A realidade de pandemia em que nos encontramos trouxe consigo a necessidade de reinventar e reapropriar vocabulário usado no dia a dia. Assim, foram-se integrando novas palavras e reformulando outras, como é o caso de “confinamento”, “ventilador”, ou até “paciente zero”, alargando o léxico da Covid-19.
A necessidade de alargar e adaptar sentidos da linguagem surge para “etiquetar as realidades e ideias que vão surgindo, para que possam ter vida própria no discurso e facilitar assim a circulação dessas ideias e realidades”, explicita o docente e linguista no Politécnico de Leiria Romain Gillain. Inês Conde, professora na mesma instituição de ensino e investigadora na área da análise do discurso, subscreve esta ideia, admitindo que “o ser humano tem necessidade de encontrar recursos para atribuir sentido às suas experiências, que, por sua vez, lhe permitam quantificá-las, organizá-las, agrupá-las em categorias e torná-las, de algum modo, compreensíveis e geríveis”. A linguagem, nomeadamente a que é usada nas conferências de imprensa diárias, é crucial para atualizar a situação do país face à pandemia. Trata-se de “um veículo através do qual o conhecimento é produzido, distribuído e consumido” e é por isso que, segundo a professora, “a representação da pandemia, em vários suportes e contextos, constitui uma forma reguladora de normalidade, com impactos reais no presente e nas experiências e ações humanas a uma escala global, no presente e num futuro próximo”.

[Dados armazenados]

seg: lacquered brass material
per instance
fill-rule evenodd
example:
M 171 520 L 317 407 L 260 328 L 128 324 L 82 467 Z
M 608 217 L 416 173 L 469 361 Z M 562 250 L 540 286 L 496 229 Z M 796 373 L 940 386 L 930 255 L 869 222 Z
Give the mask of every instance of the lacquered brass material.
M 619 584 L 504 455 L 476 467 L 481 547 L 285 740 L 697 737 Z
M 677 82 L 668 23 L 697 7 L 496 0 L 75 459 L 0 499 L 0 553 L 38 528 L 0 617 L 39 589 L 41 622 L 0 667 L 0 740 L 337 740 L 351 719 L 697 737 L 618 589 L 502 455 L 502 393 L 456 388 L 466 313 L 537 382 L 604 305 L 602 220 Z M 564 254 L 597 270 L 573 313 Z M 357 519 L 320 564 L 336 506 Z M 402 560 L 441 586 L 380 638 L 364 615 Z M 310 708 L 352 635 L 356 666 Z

### O QUE FAZER
1 > No texto sobre o léxico da Covid-19, que funções exerce Romain Gillain no Politécnico de Leiria?
2 > Prossiga com o texto sobre o léxico da Covid-19 a partir do ponto em que termina.
As linhas não têm qualquer relação com o texto.

### RESPOSTAS ÀS TAREFAS
1 > É docente e linguista.

2 >
Algo a ter em consideração é, também, a maior repetição de palavras já existentes, como “pacientes” e “quarentena”. Romain Gillain explica que tal sucede porque “a maior ou menor frequência de uso de uma palavra depende do maior ou menor espaço dessa realidade ou ideia no mundo real”.
Para além de este novo mundo pedir palavras com novas conotações, o vírus impôs uma ideia de mudança social e de reinvenção do quotidiano. Os cidadãos foram transformados em “agentes sociais”, que não só refletem como governam os seus próprios comportamentos, nomeadamente o uso de máscara, os corretos “hábitos de higienização” e os “passeios higiénicos” com distanciamento físico. Por sua vez, o vírus passou a ser conhecido como “inimigo invisível” sendo-lhe atribuída identidade e personalidade e afirmando-se como perigoso e mortal. Inês Conde esclarece que a operação de lhe dar nomes e características “permite ter a sensação de que podemos lidar com ele racionalmente”.
O tempo, neste período de emergência, ganho igualmente vários significados. Para uns, ficou suspenso, o comércio estagnou e expressões como “o país parou” passaram a ser recorrentes. Para outros, o tempo pareceu não ser suficiente para salvar vidas e garantir a saúde de todos. Especialmente para as famílias, o tempo significou abrandamento e sincronização com os mais queridos e foi utilizado para usufruir com os filhos. Contudo, no meio da ânsia por novidades estatísticas, o tempo também “passou a ser contabilizado ao minuto, na constante atualização do número de casos”, aponta Inês Conde.